-- Problem to solve --
Reproduce everything from the line containing "Exercise. Spot the overcast" down through the end of the material, requests included, and offset every coordinate value in the answers by -33. Leave the pictures out of your reply.

Dataset records on object locations:
○ ○ ○ ○
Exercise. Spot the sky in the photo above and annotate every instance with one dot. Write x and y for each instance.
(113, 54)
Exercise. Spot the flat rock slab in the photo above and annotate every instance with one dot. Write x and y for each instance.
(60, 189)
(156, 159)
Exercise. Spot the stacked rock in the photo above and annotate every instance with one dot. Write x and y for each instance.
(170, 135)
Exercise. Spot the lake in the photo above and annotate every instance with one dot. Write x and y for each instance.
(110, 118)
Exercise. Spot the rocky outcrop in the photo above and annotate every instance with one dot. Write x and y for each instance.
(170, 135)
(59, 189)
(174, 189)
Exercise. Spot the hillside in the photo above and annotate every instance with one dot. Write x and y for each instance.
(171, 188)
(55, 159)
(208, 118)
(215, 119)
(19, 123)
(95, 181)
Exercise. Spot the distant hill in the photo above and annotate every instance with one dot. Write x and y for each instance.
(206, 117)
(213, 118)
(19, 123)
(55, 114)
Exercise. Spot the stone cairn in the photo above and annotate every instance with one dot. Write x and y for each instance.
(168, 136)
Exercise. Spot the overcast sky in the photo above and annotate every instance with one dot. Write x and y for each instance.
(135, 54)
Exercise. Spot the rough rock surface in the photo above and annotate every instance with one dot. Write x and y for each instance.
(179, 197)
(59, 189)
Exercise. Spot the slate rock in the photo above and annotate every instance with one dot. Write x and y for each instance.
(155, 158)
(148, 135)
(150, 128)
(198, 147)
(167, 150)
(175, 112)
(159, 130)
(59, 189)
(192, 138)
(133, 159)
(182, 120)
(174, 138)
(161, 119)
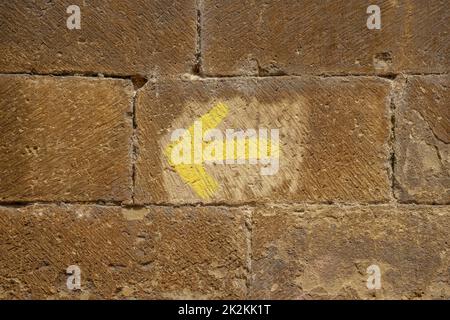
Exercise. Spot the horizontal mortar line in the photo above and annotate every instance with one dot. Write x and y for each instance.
(72, 74)
(388, 76)
(118, 204)
(196, 77)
○ ○ ○ ○
-- Reply --
Exercise. Spot the overcast sky in the photo above and annotate every instance with one dot. Write x and y for each instance.
(102, 21)
Exercise. Spot the rough rock surface in the photo above and annotate every instance with one dot. Write x and y for each instance.
(146, 164)
(26, 156)
Exercise. Spot the slate rock in the photo above and annotate every instance with one dot. Write x and y for each instance.
(122, 125)
(115, 102)
(117, 95)
(165, 114)
(134, 117)
(142, 79)
(126, 97)
(26, 156)
(159, 105)
(100, 126)
(149, 87)
(141, 105)
(128, 86)
Exercise. Spot the horizontal mortar line in the photo above and annotate every instance with one dot. Write x and y for each instance.
(39, 41)
(355, 43)
(85, 171)
(163, 44)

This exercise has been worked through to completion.